Point: Ed Holliday
As Tupelo explores ways to best educate our children, can we think out of the box? When farmers first started plowing with tractors they copied the time-honored techniques of making 40-inch rows in their fields. Why? They did this because for generations a 40-inch row allowed enough space for a mule to walk between the rows. Decades went by before farmers discovered greater crop yields as they dismantled the 40-inch row tradition.
Now Tupelo students (grades 6-12) have computers and like the farmers plowing 40-inch rows we are approaching education like we have for generations. Changes are not coming down from the top, they are happening, for example, as innovations like Khan Academy are actually “flipping” classrooms.
What does “flipping” the classroom mean? Instead of the teacher explaining the concept and children doing “homework” at home, innovative teachers are now sending children home to learn the concept at www.khanacademy.org and then actually reinforcing the learning with the “homework” in class. The students can actually use the computer to view the new concept from Khan Academy over and over until it’s grasped.
Traditional education (including bus time) involves some children giving nine hours a day five days a week to be educated and then having to come home to do “homework.” But the total amount of real learning time usually boils down to about three hours a day. We can do better for our children.
┄┄┄┄┄┄┄┄┄┄┄┄┄┄┄┄┄┄┄┄
§ **GIVEN INSTRUCTION 1**:
Count the lines of the records that contain the word "outline", treating case as significant, and give only the number.
§ **GIVEN INSTRUCTION 2**:
Continue the opinion piece on flipping classrooms in Tupelo from the point where it stops.

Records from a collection
┄┄┄┄┄┄┄┄┄┄┄┄┄┄┄┄┄┄┄┄
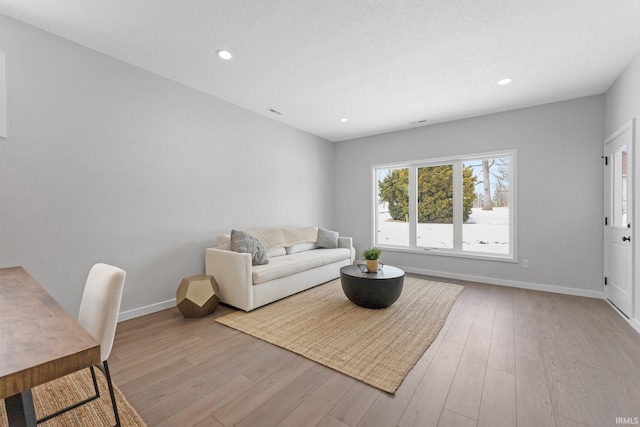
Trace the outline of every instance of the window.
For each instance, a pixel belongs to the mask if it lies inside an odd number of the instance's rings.
[[[515,260],[513,151],[374,166],[374,244]]]

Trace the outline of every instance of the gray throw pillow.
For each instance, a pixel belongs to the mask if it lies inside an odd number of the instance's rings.
[[[244,231],[231,230],[231,250],[251,254],[252,265],[268,264],[267,252],[260,240]]]
[[[335,249],[338,247],[338,232],[318,228],[318,241],[316,245],[321,248]]]

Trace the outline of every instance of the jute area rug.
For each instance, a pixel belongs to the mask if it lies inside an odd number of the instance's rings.
[[[109,389],[102,372],[96,370],[100,397],[92,402],[82,405],[58,417],[52,418],[42,424],[42,427],[87,427],[87,426],[112,426],[115,417],[111,407]],[[114,385],[118,414],[123,427],[146,426],[142,418],[131,407],[120,390]],[[94,395],[93,382],[89,369],[83,369],[71,375],[42,384],[33,390],[33,406],[36,417],[41,418],[66,406],[72,405]],[[7,414],[4,407],[4,399],[0,399],[0,427],[7,426]]]
[[[395,393],[440,332],[462,289],[405,277],[398,301],[373,310],[351,303],[337,279],[216,321]]]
┄┄┄┄┄┄┄┄┄┄┄┄┄┄┄┄┄┄┄┄
§ **TASK ANSWER 1**:
3

§ **TASK ANSWER 2**:
Why does every student have to come to school each day? If some students prove they can do better learning at home and then doing two days of reinforcement and testing then why not? Can private schools, public schools, and home school parents work in partnerships together for the greater benefit of everyone? Of course they can. But there must be a new concept in education to allow each student the very best of a personalized, inclusive, and innovative education environment.
Tupelo could develop this. From the city that shook up the world with Elvis, we should not be afraid to build something new using all the pillars of strength in our community.
Counterpoint: James Hull
If it were only that simple. But it’s not.
What the Tupelo School District needs is much more than a few tweaks in instructional methodology. The problems with the Tupelo Public School District are pervasive – as in other school districts across the state.
Below I will list my top 10 ways for every school district, including the TPSD, to achieve three basic goals:
1. Improve every student’s academic performance by one letter grade.
2. Increase discipline and decrease security personnel.
3. Decrease the disproportionate number of suspensions, expulsions and adverse disciplinary actions against any one segment of the student population.
The big 10:
1. Let’s start with the way we select and appoint school board members: Take the good ole boy politics out of it. I propose a selection committee which represents a cross-section of parents, students and educators.
2. Hire administrators who won’t just give lip service to “innovative, forward thinking.”
3. Scrap the current teacher recruiting process. Recruit teachers who believe that education is a calling and a mission, not an entry-level job into the larger world of work. Students know and respond to teachers who are committed, and care about them. Prospects should be interviewed on their sense of spirituality – not religion or religious beliefs – and their commitment to mission.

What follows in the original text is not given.